MATERIAL SHOWN:

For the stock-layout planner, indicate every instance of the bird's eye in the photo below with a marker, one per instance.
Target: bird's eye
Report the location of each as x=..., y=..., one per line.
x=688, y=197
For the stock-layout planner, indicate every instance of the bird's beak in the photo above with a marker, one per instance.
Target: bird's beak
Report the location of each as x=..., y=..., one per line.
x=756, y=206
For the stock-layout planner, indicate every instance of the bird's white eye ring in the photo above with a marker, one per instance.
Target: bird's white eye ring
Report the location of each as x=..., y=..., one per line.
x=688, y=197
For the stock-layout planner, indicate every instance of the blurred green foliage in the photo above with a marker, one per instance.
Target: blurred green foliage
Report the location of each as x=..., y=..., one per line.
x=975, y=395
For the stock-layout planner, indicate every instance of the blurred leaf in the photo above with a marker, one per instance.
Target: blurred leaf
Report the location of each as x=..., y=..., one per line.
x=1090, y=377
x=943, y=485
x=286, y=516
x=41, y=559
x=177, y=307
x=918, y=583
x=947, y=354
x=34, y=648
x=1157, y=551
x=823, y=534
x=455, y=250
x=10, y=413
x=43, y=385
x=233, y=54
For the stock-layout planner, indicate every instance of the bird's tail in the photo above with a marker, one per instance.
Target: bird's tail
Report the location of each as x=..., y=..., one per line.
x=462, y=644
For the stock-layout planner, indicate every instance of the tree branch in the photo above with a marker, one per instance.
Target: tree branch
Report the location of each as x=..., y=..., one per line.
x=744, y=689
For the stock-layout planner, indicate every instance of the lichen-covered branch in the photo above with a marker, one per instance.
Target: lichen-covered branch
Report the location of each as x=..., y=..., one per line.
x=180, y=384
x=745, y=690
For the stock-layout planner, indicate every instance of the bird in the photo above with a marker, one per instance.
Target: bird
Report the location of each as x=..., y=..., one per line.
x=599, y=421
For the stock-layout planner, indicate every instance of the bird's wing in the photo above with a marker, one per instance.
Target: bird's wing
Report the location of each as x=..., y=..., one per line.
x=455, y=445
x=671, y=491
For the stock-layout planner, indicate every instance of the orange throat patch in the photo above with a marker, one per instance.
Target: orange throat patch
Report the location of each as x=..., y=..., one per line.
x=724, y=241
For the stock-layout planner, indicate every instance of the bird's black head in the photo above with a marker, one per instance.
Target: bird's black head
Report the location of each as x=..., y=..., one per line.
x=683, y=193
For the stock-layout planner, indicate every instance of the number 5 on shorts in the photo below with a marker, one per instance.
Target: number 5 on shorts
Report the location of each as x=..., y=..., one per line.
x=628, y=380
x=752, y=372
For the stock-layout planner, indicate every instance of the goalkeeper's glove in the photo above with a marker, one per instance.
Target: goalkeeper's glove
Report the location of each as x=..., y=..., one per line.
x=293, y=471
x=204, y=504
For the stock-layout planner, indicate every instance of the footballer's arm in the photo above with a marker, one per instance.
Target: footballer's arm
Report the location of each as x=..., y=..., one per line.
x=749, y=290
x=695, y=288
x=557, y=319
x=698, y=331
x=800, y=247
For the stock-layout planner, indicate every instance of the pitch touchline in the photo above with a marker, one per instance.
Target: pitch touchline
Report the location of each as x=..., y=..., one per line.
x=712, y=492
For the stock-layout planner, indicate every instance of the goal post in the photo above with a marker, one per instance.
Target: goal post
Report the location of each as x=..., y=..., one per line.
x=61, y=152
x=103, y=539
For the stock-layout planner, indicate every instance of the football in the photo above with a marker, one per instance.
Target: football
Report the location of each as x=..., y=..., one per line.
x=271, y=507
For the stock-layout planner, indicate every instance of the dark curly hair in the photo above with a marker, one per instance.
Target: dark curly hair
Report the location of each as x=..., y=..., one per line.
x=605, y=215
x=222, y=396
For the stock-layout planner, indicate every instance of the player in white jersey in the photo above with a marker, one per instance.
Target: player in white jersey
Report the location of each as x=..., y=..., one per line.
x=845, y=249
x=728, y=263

AIM OF THE TASK:
An exact restatement of the data above is required.

RESPONSE TO THIS TASK:
For the stock-layout planner, indicate every instance of the bird's eye in the photo below with a marker, one per instance.
Target: bird's eye
Report the location of each as x=..., y=..., one per line.
x=688, y=197
For the stock-layout planner, indicate every instance of the bird's beak in the photo above with a marker, one per instance.
Target: bird's beak
Report the location of each as x=..., y=..., one per line.
x=756, y=206
For the stock-layout planner, indicate every instance of the bird's white eye ring in the photo above with a marker, one per instance.
Target: bird's white eye ring
Report the location of each as x=..., y=..., one per line.
x=688, y=197
For the stock-layout planner, indicate every instance of the blurred green foliage in the photo above with a marker, one per instance.
Target: blurred green foliage
Report the location of each as x=..., y=..., one per line.
x=975, y=395
For the stock-layout planner, indicate every instance of the blurred leaf in the photo above with a marker, one per instance.
Target: blurred leaf
Report the location of each as x=..., y=..., one per line.
x=1090, y=377
x=943, y=485
x=286, y=516
x=41, y=559
x=177, y=307
x=918, y=583
x=947, y=354
x=34, y=648
x=1157, y=551
x=823, y=534
x=455, y=250
x=10, y=413
x=43, y=385
x=233, y=54
For the stock-layout planner, indicate every instance of the bird's tail in the photo above with a marker, one per instance.
Target: bird's tail
Report the location of each as x=..., y=..., one per line.
x=462, y=644
For the stock-layout planner, indicate every instance of the tree branch in the photo above with a marker, one per instance.
Target: tree branch
Report the location of each as x=..., y=..., one per line.
x=744, y=689
For the stock-layout planner, indicate every instance of the lichen-covered branch in the photo above with a marker, one per instance.
Target: lichen-covered branch
Report the location of each as x=..., y=..., one per line.
x=180, y=384
x=745, y=690
For the stock-layout planner, indicate every instance of the bird in the photo above with a marker, one per instance.
Target: bird
Report the location of each as x=..., y=..., one per line.
x=599, y=421
For the stock-layout planner, indicate every instance of the bird's wing in the photo above with a marker, one per instance.
Target: bird's wing
Report the location of each as x=..., y=..., one per line.
x=455, y=445
x=671, y=491
For the stock-layout planner, indicate every instance of the orange throat patch in the photo above with a marker, one per instance.
Target: orange throat patch
Report the location of each as x=..., y=..., one per line.
x=724, y=241
For the stock-layout planner, indicate every instance of the bird's black head in the photo above with a marker, one per instance.
Target: bird's black head
Report the location of each as x=..., y=..., one per line.
x=683, y=193
For the stock-layout planner, indicate every instance of the number 5 on shorts in the photo below with a marker, one per instance.
Target: number 5 on shorts
Report the location of each as x=..., y=..., one per line.
x=628, y=380
x=752, y=372
For the stock-layout planner, indicate every instance of the goalkeeper's glove in the photo above with a marker, one per instance.
Target: goalkeeper's glove
Report the location of each as x=..., y=..., one per line.
x=293, y=471
x=204, y=504
For the stock-layout planner, indicate every instance of the footballer's arm in the photo above with a marker, one per instance.
Target: footballer's arm
Report the location of each as x=..., y=..., one per line.
x=749, y=290
x=695, y=288
x=557, y=319
x=698, y=331
x=800, y=247
For the stock-layout planner, indicate every instance of the pitch touchline in the photo above with a marker, one per instance.
Target: pitch touchline
Report the location of each as x=..., y=..., one per line.
x=712, y=492
For the stock-layout planner, indicate every instance of the goal post in the photo above with a marker, one per instance.
Target: goal post
Report the location of each as x=..., y=..., one per line.
x=61, y=152
x=103, y=539
For the stock-layout planner, indicate every instance of the football in the photo above with a marker, one per instance.
Target: football
Report the location of each as x=..., y=..., one per line.
x=271, y=507
For the stock-layout planner, indicate every instance of the dark curly hair in the photo above with a marker, one per instance.
Target: dark curly hair
Report the location of each as x=..., y=..., one per line.
x=605, y=215
x=222, y=396
For the stock-layout planner, indicate every instance of the player in white jersey in the photo above with a marker, one per instance.
Target: player in white jersey
Report the location of each as x=..., y=..., one per line.
x=845, y=249
x=728, y=263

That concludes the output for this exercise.